## Input material
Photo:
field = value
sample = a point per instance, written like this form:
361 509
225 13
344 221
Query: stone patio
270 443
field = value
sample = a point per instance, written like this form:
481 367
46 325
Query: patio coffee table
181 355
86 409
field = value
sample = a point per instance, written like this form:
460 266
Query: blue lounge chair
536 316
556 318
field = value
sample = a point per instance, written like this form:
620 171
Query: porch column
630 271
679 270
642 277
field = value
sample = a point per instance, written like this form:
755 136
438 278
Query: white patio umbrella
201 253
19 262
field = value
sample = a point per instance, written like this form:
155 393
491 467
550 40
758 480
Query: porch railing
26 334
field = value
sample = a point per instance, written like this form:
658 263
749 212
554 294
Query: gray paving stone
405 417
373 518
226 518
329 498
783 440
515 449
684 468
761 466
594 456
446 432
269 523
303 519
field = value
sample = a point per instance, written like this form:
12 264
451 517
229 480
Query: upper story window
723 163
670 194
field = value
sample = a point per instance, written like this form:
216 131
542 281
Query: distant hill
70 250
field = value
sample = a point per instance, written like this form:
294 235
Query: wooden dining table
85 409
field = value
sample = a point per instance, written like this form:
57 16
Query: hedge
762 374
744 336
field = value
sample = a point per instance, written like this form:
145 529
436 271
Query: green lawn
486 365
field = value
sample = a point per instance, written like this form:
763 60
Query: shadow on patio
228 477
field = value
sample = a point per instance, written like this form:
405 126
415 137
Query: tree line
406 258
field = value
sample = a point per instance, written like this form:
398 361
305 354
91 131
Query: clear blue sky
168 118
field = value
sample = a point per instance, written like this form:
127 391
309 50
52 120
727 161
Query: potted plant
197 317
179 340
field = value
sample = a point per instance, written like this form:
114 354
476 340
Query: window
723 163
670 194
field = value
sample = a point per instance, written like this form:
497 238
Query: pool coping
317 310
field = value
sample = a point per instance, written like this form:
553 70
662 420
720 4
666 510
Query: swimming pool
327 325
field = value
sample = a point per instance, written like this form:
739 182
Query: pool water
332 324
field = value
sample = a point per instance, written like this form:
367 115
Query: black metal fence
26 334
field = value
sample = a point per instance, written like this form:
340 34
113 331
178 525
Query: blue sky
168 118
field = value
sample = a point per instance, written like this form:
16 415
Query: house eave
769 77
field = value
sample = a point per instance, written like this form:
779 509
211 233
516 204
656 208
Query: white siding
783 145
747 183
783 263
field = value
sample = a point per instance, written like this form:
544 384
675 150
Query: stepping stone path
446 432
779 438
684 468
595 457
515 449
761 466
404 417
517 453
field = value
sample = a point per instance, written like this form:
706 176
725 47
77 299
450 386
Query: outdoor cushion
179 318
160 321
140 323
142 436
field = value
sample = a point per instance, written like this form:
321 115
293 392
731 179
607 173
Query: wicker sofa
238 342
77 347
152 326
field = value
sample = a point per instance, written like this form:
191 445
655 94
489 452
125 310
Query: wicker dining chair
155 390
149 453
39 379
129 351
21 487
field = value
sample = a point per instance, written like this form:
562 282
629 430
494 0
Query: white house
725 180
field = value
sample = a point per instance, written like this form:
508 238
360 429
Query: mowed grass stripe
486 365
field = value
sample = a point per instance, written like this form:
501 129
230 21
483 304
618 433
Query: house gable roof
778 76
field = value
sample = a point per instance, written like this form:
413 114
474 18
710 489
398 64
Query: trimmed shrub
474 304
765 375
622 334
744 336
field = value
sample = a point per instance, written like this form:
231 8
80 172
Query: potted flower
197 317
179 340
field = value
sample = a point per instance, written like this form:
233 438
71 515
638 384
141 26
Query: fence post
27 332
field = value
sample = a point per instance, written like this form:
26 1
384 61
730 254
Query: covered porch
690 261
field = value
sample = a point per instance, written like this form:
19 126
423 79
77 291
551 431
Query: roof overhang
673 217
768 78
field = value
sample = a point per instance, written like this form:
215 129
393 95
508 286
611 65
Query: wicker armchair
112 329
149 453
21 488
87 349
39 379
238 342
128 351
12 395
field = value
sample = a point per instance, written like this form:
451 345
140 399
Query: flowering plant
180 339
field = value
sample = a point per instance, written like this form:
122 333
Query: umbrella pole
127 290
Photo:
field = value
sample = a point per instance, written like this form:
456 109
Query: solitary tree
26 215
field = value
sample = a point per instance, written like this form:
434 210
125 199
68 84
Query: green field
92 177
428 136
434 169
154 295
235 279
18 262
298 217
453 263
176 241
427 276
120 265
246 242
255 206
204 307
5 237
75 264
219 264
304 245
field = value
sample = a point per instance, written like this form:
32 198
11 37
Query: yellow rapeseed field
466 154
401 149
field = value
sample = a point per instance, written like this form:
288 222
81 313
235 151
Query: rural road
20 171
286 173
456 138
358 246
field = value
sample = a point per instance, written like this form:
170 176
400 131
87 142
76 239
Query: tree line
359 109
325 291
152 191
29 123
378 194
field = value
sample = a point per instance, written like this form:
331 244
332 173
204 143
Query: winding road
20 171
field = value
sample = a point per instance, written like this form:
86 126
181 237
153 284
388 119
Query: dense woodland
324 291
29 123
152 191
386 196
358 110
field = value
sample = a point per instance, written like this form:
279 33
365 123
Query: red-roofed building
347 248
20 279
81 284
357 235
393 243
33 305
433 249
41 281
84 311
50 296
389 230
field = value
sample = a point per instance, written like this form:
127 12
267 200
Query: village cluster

## Problem requirements
Retype the records in full. Keep every line identical to the original.

## Answer below
Photo:
field = value
sample = a point per instance, written like this form:
361 509
225 13
344 221
Query: stone patio
270 443
field = value
sample = a point per instance, written like this form:
481 367
46 325
Query: patio coffee table
181 355
86 409
field = value
sample = a point per instance, written like this form:
460 266
Query: blue lounge chair
536 316
556 318
field = value
sample = a point per instance, written like this form:
620 171
Query: porch column
630 271
679 270
642 277
field = value
sample = a point per instance, written like this form:
755 136
438 278
Query: white patio umbrella
201 253
19 262
field = value
sample = a point per instance, written like this form:
155 393
491 467
550 40
758 480
Query: porch railing
26 334
field = value
sample = a point per instance, written like this form:
658 263
749 212
554 294
Query: gray paving stone
405 417
373 518
226 518
329 498
783 440
515 449
684 468
761 466
594 456
446 432
269 523
303 519
field = value
sample = a point per instance, written like this form:
12 264
451 517
229 480
Query: upper story window
723 163
670 194
field = value
sample = a point per instance, written like this form:
216 131
542 281
Query: distant hill
70 250
field = value
sample = a point per instance, written like this form:
294 235
Query: wooden dining table
85 409
field = value
sample = a point per instance, written like this form:
57 16
Query: hedge
762 374
744 336
field = value
sample = a point per instance, written like this form:
145 529
436 271
Query: green lawn
486 365
field = value
sample = a point per instance, written like this form:
763 60
Query: shadow on patio
228 477
field = value
sample = a point per instance, written like this form:
405 126
415 137
Query: tree line
406 258
field = value
sample = a point per instance, written like this form:
398 361
305 354
91 131
Query: clear blue sky
168 118
field = value
sample = a point per instance, written like this form:
127 391
309 50
52 120
727 161
Query: potted plant
197 317
179 340
field = value
sample = a point per instance, written like this form:
114 354
476 340
Query: window
723 163
670 194
field = value
sample = a point per instance, written like this form:
497 238
Query: pool coping
317 310
field = value
sample = a point per instance, written like this form:
553 70
662 420
720 4
666 510
Query: swimming pool
327 325
field = value
sample = a point per instance, written like this form:
739 182
Query: pool water
332 324
field = value
sample = a point per instance, written like this form:
367 115
Query: black metal fence
26 334
field = value
sample = a point per instance, written like this form:
340 34
113 331
178 525
Query: blue sky
168 118
field = value
sample = a point per instance, written like this form:
16 415
Query: house eave
769 77
field = value
sample = a point per instance, written like this form:
779 509
211 233
516 204
656 208
Query: white siding
783 145
747 183
783 263
field = value
sample = a point per instance, written like this form:
544 384
675 150
Query: stepping stone path
446 432
779 438
684 468
595 457
515 449
761 466
404 417
517 453
field = value
sample = a point per instance, written like this form:
706 176
725 47
77 299
450 386
Query: outdoor cushion
179 318
160 321
140 323
142 436
field = value
sample = a point per instance, written like this form:
321 115
293 392
731 179
607 173
Query: wicker sofa
238 342
77 347
152 326
field = value
sample = a point per instance, written like this form:
191 445
655 94
489 452
125 310
Query: wicker dining chair
155 390
149 453
39 379
129 351
21 487
field = value
sample = a point per instance, written like this form:
562 282
629 430
494 0
Query: white house
725 180
field = value
sample = a point per instance, written like this form:
508 238
360 429
Query: mowed grass stripe
486 365
field = value
sample = a point per instance, written like this form:
501 129
230 21
483 304
618 433
Query: house gable roof
778 76
field = value
sample = a point per instance, written like this form:
413 114
474 18
710 489
398 64
Query: trimmed shrub
474 304
765 375
622 334
744 336
field = value
sample = a point per instance, written like this form:
231 8
80 172
Query: potted flower
197 317
179 340
field = value
sample = a point per instance, written like this form:
233 438
71 515
638 384
141 26
Query: fence post
27 332
field = value
sample = a point per instance, written like this form:
26 1
384 61
730 254
Query: covered porch
690 261
field = value
sample = a point per instance, written like this form:
19 126
423 79
77 291
551 431
Query: roof overhang
673 217
768 78
field = value
sample = a point per instance, written like this form:
215 129
393 95
508 286
611 65
Query: wicker armchair
112 329
149 453
21 488
87 349
39 379
238 342
128 351
12 395
field = value
sample = a point per instance, written like this form:
451 345
140 399
Query: flowering plant
180 339
field = value
sample = a point per instance, written like this form:
122 333
Query: umbrella pole
127 290
Photo:
field = value
sample = a point per instance, written like this form:
456 109
Query: solitary tree
26 215
field = value
sample = a point per instance, written like this form:
434 210
125 199
68 84
Query: green field
92 177
428 136
434 169
154 295
235 279
18 262
298 217
453 263
176 241
427 276
120 265
246 242
255 206
204 307
5 237
75 264
219 264
304 245
field = value
sample = a point per instance, written like this form:
32 198
11 37
Query: yellow rapeseed field
466 154
401 149
field = value
sample = a point per instance, written like this form:
288 222
81 313
235 151
Query: rural road
20 171
286 173
456 138
358 246
field = value
sample = a point per instance, written like this form:
170 176
400 131
87 142
76 239
Query: tree line
359 109
325 291
152 191
29 123
378 194
field = value
sample = a point per instance, written like this form:
331 244
332 173
204 143
Query: winding road
20 171
field = value
sample = a point per instance, written like this form:
86 126
181 237
153 284
388 119
Query: dense woodland
324 291
29 123
152 191
386 196
358 110
field = value
sample = a point per instance, written like this form:
279 33
365 123
Query: red-roofed building
347 248
20 279
81 284
357 235
393 243
33 305
433 249
41 281
84 311
50 296
389 230
field = value
sample = a point per instance, written like this form:
127 12
267 200
Query: village cluster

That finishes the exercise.